• THE TASK: Continue the text on maintaining sports court surfaces, starting right after its final sentence.

##### TEXT SHOWN

The performance of slow release fertilisers can be influenced by the weather, often producing a flush of growth when you least expect it. Some grounds managers may use straight compound granular or liquid fertilisers which activate when in contact with moist soil conditions, effectively stimulating grass growth within days.
Please clink on the following link to read an interesting article on understanding NPK fertilisers by James Brierley
There is no such thing as maintenance free facilities, they all need a certain level of maintenance to keep them in good condition and safe for play.
Artificial grass systems (weekly) - Keep surface clean with regular sweeping and brushing. Remove any algae and moss from surface. Sand filled systems require regular brushing to maintain manufacturer's recommendations on sand levels and pile heights.
American Fast Dry courts (before/after games) - Keep surface clean, rolling to consolidate surface, levelling and brushing of fast dry materials, brushing to clean lines.
Clay courts (weekly) - Keep surface clean, regular sweeping and brushing to restore playing levels using SISIS Trulute or similar equipment. Topdress any hollows or damaged areas. Repaint lines.
Tarmacadam (weekly) - Keep surfaces clean, regular sweeping and brushing. Repair any hollows or damaged areas. Repaint lines.
Many groundsmen now undertake a number of testing procedures to assess their courts, generally these tend to be ball bounce and hardness.

##########
##### PROVIDED INFORMATION

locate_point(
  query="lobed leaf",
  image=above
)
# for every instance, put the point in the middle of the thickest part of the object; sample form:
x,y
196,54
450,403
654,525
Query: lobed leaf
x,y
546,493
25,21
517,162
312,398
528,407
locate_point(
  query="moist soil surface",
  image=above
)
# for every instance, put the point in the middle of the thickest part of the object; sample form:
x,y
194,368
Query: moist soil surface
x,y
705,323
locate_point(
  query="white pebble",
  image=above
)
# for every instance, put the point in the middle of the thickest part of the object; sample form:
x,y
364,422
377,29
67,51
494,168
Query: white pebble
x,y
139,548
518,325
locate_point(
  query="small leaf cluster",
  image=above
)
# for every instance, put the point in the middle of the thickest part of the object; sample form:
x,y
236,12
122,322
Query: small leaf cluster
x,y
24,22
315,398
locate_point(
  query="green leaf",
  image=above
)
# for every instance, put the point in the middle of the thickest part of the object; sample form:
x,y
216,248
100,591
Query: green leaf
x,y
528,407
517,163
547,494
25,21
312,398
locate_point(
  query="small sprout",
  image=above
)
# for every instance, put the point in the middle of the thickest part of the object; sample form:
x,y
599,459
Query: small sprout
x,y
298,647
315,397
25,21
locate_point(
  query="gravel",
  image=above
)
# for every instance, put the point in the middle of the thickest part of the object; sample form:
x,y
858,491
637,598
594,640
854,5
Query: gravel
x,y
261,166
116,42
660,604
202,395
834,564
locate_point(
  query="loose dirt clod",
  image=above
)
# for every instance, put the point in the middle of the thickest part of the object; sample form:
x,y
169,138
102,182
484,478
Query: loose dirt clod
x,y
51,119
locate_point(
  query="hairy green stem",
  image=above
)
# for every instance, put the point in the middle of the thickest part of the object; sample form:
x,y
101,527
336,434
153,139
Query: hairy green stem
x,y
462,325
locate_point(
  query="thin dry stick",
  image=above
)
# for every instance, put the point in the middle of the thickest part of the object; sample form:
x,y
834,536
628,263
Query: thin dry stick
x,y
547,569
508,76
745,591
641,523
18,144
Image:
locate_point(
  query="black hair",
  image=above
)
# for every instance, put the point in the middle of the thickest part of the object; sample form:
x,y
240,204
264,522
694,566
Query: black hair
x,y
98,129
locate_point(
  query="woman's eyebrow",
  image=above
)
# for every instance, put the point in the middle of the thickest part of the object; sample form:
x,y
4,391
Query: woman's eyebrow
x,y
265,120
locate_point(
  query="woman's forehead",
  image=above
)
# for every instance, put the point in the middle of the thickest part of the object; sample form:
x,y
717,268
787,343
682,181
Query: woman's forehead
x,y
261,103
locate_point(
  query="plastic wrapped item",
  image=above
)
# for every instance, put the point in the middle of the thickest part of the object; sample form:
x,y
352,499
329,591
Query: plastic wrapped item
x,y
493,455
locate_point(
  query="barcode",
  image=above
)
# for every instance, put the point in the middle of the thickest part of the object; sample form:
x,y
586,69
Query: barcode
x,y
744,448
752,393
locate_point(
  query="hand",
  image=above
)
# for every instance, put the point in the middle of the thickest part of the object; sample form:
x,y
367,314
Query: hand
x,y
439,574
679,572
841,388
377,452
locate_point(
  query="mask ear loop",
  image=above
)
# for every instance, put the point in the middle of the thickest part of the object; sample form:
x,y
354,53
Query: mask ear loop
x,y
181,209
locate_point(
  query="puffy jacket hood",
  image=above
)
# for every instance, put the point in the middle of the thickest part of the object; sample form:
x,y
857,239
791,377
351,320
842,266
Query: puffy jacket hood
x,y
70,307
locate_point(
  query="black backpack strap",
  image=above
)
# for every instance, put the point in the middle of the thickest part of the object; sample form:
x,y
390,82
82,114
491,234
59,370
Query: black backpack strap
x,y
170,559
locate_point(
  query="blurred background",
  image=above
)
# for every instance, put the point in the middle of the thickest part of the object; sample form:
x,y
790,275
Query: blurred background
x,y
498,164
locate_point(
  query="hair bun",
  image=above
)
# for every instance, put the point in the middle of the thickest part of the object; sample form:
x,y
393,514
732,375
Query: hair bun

##########

• RESULT OF THIS EXERCISE:
Ball bounce is simple; measure the height of a rebounding ball dropped from a pre-determined height. Testing for hardness requires a specialist piece of equipment called the Clegg Hammer, which essentially consists of a hammer weighing 0.5kg to which an accelerometer is attached. The hammer was developed for testing soft materials, such as turf or sand and is ideal for testing sports surfaces such as golf greens, cricket pitches and tennis courts. This equipment can be hired from specialist suppliers. Recording and monitoring these two parameters will help you have a better understanding of how your courts are performing.
Many groundsman are now also using moisture meters to monitor soil moisture deficit (SMD); by keeping an eye on these losses, you can then apply the correct amount of water to replace the water lost by evaportransipration.
Keep an eye on fungal disease attack and use approved fungicides to treat infected areas. Outbreaks of Red thread may occur, which often indicates your grass is in need of a feed. Usually an application of a nitrogen feed will be enough to control an outbreak of Red thread.
It is important to remove any weeds from the playing surface as they can affect ball bounce and performance of the court. Weeds can be removed by hand or controlled by the application of chemicals, usually a broadleaf selective weed killer. Best results are achieved when the soil has warmed up and the grass is actively growing.
Keep machinery in good order, clean after use and top up any oil / fuel levels.
Check cutting cylinders are at correst cutting height and are sharp.
Pitchcare provide a range of courses suitable for tennis clubs. In most cases, the courses can be held on site using the club's own equipment and machinery.
Some of the courses available are:
- Chainsaws - CS30 and CS31
- H&S Refresher Training on Combined Turf Care Equipment; Tractors and Trailers; All Mowers (Ride-on and Pedestrian)
- Machinery Courses on ATVs; Tractors: Brushcutters/Strimmers; Mowers (ride-on and Pedestrian)
- Pesticide Application (PA courses)
- Stem Injection of Invasive Species (Japanese Knotweed etc.)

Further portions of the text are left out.